TO DO> Write each line exactly, from the line that holds "Target: blue flag" through the final line of the material, and no other line.

Dataset items
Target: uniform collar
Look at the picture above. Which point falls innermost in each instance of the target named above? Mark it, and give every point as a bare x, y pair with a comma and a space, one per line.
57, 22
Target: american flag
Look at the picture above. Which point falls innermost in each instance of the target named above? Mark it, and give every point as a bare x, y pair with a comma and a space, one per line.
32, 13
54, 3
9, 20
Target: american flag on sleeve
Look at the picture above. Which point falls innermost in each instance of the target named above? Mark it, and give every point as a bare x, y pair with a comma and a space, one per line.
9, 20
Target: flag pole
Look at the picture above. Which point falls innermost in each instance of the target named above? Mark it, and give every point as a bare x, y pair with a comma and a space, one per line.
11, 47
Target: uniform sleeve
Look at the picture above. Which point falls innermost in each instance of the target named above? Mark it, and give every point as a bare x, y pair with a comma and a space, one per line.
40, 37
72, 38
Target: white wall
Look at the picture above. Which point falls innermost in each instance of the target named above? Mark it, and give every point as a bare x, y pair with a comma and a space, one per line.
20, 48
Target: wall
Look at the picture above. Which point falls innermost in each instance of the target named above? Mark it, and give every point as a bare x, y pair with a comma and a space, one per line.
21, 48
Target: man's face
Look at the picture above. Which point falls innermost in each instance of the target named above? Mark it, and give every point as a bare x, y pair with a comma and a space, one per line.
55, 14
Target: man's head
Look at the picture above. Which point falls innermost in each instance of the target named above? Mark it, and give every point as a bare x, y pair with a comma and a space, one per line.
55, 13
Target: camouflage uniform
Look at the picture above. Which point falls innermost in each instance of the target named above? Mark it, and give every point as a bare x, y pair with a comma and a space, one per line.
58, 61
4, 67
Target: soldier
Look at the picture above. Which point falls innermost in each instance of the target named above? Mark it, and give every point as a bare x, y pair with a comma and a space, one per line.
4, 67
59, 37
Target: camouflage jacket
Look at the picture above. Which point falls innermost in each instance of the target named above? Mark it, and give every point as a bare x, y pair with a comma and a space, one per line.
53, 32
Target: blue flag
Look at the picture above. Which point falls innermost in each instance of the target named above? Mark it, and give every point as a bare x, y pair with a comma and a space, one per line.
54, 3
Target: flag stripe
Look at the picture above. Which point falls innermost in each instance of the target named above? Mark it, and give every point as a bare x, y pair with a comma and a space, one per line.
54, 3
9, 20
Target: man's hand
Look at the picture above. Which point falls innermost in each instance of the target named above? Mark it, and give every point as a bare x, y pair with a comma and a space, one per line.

TASK RESPONSE>
Target: blue flag
Look at the picture above. Which point falls innermost in each instance of the target named above? Mark it, and give every point as a bare x, y pair with a comma and a space, one per line.
54, 3
Target: flag stripe
Look at the picture above. Which point falls innermost in each instance of the target named above? Mark it, and give every point as a bare x, y pair with a comma and a space, one per line.
54, 3
9, 20
Target: man's hand
Look at the picture above. Which point falls innermost in each instance of the target named above? Mark it, and give every point as a bare x, y pair with a comma and a space, one per line.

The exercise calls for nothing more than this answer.